Repeat each entry as written and leave the images out of the copy.

(Stored data entries)

◆ ◆ ◆ ◆

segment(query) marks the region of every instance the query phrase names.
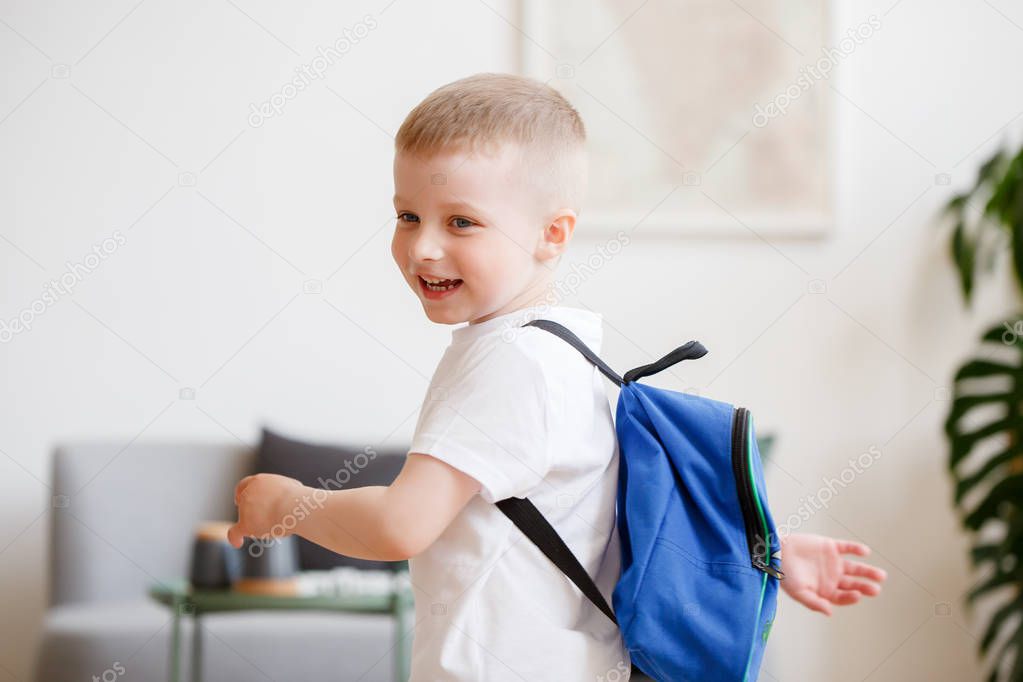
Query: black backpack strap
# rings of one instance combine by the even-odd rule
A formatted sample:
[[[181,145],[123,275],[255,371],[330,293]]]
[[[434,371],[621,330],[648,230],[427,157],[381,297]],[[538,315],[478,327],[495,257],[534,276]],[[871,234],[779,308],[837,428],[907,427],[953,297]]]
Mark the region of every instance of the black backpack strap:
[[[651,362],[649,365],[637,367],[636,369],[630,369],[625,373],[624,377],[620,377],[613,369],[607,366],[606,362],[597,357],[597,354],[590,350],[589,346],[583,343],[582,339],[576,336],[568,327],[560,325],[553,320],[532,320],[522,326],[539,327],[540,329],[549,331],[555,336],[560,336],[562,339],[570,343],[577,351],[582,353],[587,360],[596,365],[597,369],[604,373],[604,376],[615,382],[615,384],[619,387],[622,384],[627,384],[630,381],[635,381],[641,377],[657,374],[661,370],[667,369],[668,367],[682,362],[683,360],[695,360],[696,358],[702,358],[707,354],[707,349],[703,347],[702,343],[699,341],[689,341],[671,351],[660,360]]]
[[[558,324],[553,320],[532,320],[522,325],[523,327],[539,327],[544,331],[548,331],[555,336],[560,336],[565,341],[568,341],[577,351],[586,356],[586,359],[597,366],[601,372],[604,373],[611,381],[615,382],[618,386],[622,385],[622,378],[618,376],[618,373],[607,366],[607,363],[597,357],[597,354],[590,350],[590,347],[583,343],[575,333],[568,327]]]
[[[604,612],[604,615],[618,625],[614,611],[608,606],[607,600],[600,593],[596,583],[572,554],[572,550],[568,548],[565,541],[558,535],[558,531],[554,530],[554,527],[532,501],[524,497],[508,497],[498,500],[496,504],[505,516],[511,519],[512,523],[518,526],[526,534],[526,537],[532,540],[533,544],[539,547],[540,551],[553,561],[554,565],[561,569],[561,572],[567,575],[598,609]]]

◆ ◆ ◆ ◆

### [Result for this exercise]
segment(query) marks the region of every instance the query phrase names.
Query: black backpack strap
# rings of one instance combine by the even-odd rule
A formatted sample:
[[[181,145],[123,275],[255,371],[330,293]]]
[[[434,371],[621,330],[648,230],[427,157],[381,297]],[[538,315],[478,327],[495,257],[534,276]],[[871,234],[779,308],[837,428],[907,427],[953,297]]]
Mark the region of every instance of the black backpack strap:
[[[651,362],[649,365],[637,367],[636,369],[630,369],[625,373],[624,377],[620,377],[613,369],[607,366],[606,362],[597,357],[597,354],[590,350],[589,346],[583,343],[582,339],[576,336],[568,327],[560,325],[553,320],[532,320],[522,326],[539,327],[540,329],[549,331],[555,336],[560,336],[562,339],[570,343],[577,351],[582,353],[587,360],[596,365],[597,369],[604,373],[604,376],[615,382],[615,384],[619,387],[622,384],[627,384],[630,381],[635,381],[641,377],[657,374],[661,370],[667,369],[668,367],[682,362],[683,360],[695,360],[696,358],[702,358],[707,354],[707,349],[703,347],[702,343],[699,341],[689,341],[671,351],[660,360]]]
[[[558,324],[553,320],[532,320],[522,325],[523,327],[539,327],[544,331],[548,331],[555,336],[560,336],[565,341],[568,341],[577,351],[586,356],[586,359],[597,366],[601,372],[604,373],[611,381],[615,382],[618,386],[622,385],[622,378],[618,376],[618,373],[607,366],[607,363],[597,357],[597,354],[590,350],[590,347],[583,343],[575,333],[568,327]]]
[[[604,612],[604,615],[618,625],[614,611],[608,606],[607,600],[600,593],[596,583],[572,554],[572,550],[568,548],[565,541],[558,535],[558,531],[554,530],[554,527],[532,501],[524,497],[508,497],[498,500],[496,504],[505,516],[511,519],[512,523],[518,526],[526,534],[526,537],[532,540],[533,544],[539,547],[540,551],[553,561],[554,565],[561,569],[561,572],[567,575],[598,609]]]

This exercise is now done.